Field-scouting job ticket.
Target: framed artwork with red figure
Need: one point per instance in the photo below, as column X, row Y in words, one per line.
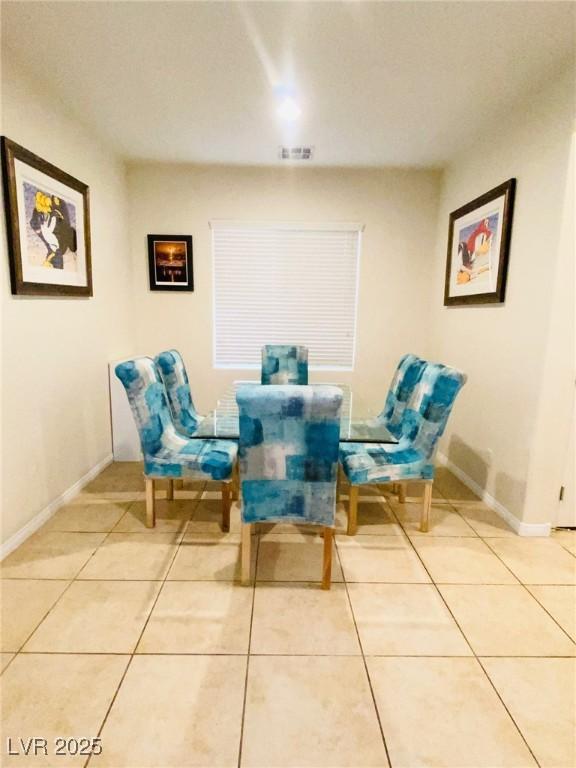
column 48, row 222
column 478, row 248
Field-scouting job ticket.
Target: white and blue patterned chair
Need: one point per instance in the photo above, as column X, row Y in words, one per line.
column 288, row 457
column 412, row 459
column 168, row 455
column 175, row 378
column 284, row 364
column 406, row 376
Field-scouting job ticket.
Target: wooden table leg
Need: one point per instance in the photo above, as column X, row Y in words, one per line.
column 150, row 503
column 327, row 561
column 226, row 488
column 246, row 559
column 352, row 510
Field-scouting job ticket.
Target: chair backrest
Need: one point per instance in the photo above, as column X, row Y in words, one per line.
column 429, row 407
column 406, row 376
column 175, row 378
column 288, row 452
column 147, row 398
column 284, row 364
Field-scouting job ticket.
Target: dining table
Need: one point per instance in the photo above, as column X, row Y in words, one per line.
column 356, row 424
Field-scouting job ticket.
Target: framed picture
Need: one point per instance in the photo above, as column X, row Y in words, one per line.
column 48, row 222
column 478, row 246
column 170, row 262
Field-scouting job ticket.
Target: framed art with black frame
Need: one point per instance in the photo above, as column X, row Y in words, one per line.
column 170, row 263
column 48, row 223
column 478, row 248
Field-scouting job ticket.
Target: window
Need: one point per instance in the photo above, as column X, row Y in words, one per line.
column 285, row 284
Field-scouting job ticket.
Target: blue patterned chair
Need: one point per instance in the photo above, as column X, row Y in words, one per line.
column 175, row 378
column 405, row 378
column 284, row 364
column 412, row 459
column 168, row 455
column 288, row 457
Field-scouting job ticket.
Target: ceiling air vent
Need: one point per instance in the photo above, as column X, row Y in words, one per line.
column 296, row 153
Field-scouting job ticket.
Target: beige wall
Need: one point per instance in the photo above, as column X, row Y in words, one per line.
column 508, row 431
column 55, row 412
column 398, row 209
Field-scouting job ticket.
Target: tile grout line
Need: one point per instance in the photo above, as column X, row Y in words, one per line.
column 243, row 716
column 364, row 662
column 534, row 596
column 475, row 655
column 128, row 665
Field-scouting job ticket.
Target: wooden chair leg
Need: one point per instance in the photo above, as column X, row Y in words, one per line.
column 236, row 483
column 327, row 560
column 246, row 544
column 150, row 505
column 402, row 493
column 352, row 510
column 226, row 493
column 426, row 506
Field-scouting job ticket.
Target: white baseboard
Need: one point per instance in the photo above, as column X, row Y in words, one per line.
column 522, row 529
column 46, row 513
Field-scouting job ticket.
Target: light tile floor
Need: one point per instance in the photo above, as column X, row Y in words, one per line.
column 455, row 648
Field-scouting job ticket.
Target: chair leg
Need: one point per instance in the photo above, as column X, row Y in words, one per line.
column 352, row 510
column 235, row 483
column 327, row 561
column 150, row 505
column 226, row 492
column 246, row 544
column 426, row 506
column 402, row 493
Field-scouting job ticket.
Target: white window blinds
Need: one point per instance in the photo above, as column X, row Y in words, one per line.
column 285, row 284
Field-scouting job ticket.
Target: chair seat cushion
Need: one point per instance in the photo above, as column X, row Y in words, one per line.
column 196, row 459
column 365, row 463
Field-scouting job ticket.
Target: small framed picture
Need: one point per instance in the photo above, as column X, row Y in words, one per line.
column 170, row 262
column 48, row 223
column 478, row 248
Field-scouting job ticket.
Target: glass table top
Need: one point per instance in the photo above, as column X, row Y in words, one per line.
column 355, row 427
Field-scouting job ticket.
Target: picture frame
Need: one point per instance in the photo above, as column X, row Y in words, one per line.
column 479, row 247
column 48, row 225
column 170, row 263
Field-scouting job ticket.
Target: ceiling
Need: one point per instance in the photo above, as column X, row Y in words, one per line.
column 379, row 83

● ● ● ●

Task brief:
Reproduce the listing exactly. Leave its pictures out.

Answer to this problem:
Field-scouting job ticket.
Target: framed artwork with red figure
Need: one point per instance in the photo below, as column X, row Y in words, one per line.
column 48, row 222
column 478, row 248
Field-scouting job ticket.
Target: white and blue patterned chair
Need: one point per instance in the photo above, as column X, row Y in words, one per line.
column 288, row 457
column 412, row 459
column 168, row 455
column 175, row 378
column 284, row 364
column 406, row 376
Field-scouting job ticket.
Target: wooden table leg
Need: one point per instance in the photo above, as column X, row Y in words, one per line.
column 150, row 503
column 327, row 561
column 226, row 488
column 246, row 559
column 352, row 510
Field-scouting job ticket.
Target: chair backrest
Need: one point per instance in the photo above, as column X, row Y in words, one per line.
column 429, row 407
column 406, row 376
column 175, row 378
column 288, row 452
column 147, row 398
column 284, row 364
Field-scouting job ticket.
Target: dining table
Need: one point per instance in the photo above, as column X, row Y in words, one per line.
column 356, row 424
Field-scouting job ticket.
Target: framed picture
Need: one point per instance in the photo above, as column X, row Y in words, one per line.
column 48, row 222
column 478, row 246
column 170, row 262
Field-scouting job ticket.
Target: framed art with black frame
Need: one point per instance in the photo above, as column X, row Y in words, one per line.
column 170, row 263
column 48, row 223
column 478, row 248
Field-scouting job ticket.
Target: window
Need: one point per instance in the photo above, as column X, row Y in words, one per line.
column 285, row 284
Field-scouting job ticket.
Target: blue patterned chair
Need: one point per instance in the photo above, as column X, row Y in words, one per line.
column 175, row 378
column 405, row 378
column 284, row 364
column 412, row 459
column 168, row 455
column 288, row 457
Field-scouting job ticket.
Target: ceiling air vent
Need: one point per instance in the photo above, as column X, row Y in words, one per line.
column 296, row 153
Field-scouting job ticket.
Target: beige wall
Need: one point per instance in the photo above, as column X, row Y in words, one per line.
column 508, row 431
column 55, row 412
column 398, row 209
Field-scouting job ticket.
Target: tile grout line
Need: one point per instance in the photo above, as column X, row Y in words, one per line.
column 243, row 716
column 364, row 662
column 534, row 596
column 475, row 655
column 128, row 665
Field-scouting job ticket.
Target: wooden chair leg
Need: one point per instance in the photo above, as column X, row Y in words, one per line.
column 236, row 483
column 327, row 560
column 246, row 544
column 150, row 505
column 402, row 493
column 352, row 510
column 226, row 493
column 426, row 506
Field-scouting job ticket.
Target: white baseboard
Need: one point per instance in the photo above, as column X, row Y in words, one per line.
column 522, row 529
column 46, row 513
Field-scouting job ticket.
Target: light tile floor
Need: one point per instance in the photo above, as column X, row Y in words, one per line.
column 455, row 648
Field-scouting job ticket.
Target: chair leg
Need: one point per instance in the photo above, as column X, row Y in words, one per line.
column 352, row 510
column 235, row 483
column 327, row 561
column 150, row 505
column 226, row 492
column 246, row 544
column 426, row 506
column 402, row 493
Field-scouting job ticket.
Target: white window blinds
Need: one point per instance in the photo above, as column X, row Y in words, one per line.
column 285, row 284
Field-scouting job ticket.
Target: chair seat cushion
Need: one point per instance in the photo above, as column X, row Y in words, one per line.
column 196, row 459
column 365, row 463
Field-scouting job ticket.
Target: small framed picture
Need: one point per instance in the photo above, as column X, row Y in words, one per line.
column 170, row 262
column 48, row 223
column 478, row 248
Field-scouting job ticket.
Target: glass table top
Need: one point per instance in the photo above, as column X, row Y in words, one per line.
column 355, row 427
Field-scouting job ticket.
Target: picture frame
Need: one point per instance in the photo above, as column X, row Y in words, one per line.
column 479, row 247
column 48, row 225
column 170, row 263
Field-scouting job ticket.
Target: ceiling
Need: one point per instance in the photo above, as column X, row Y in words, one per line.
column 379, row 83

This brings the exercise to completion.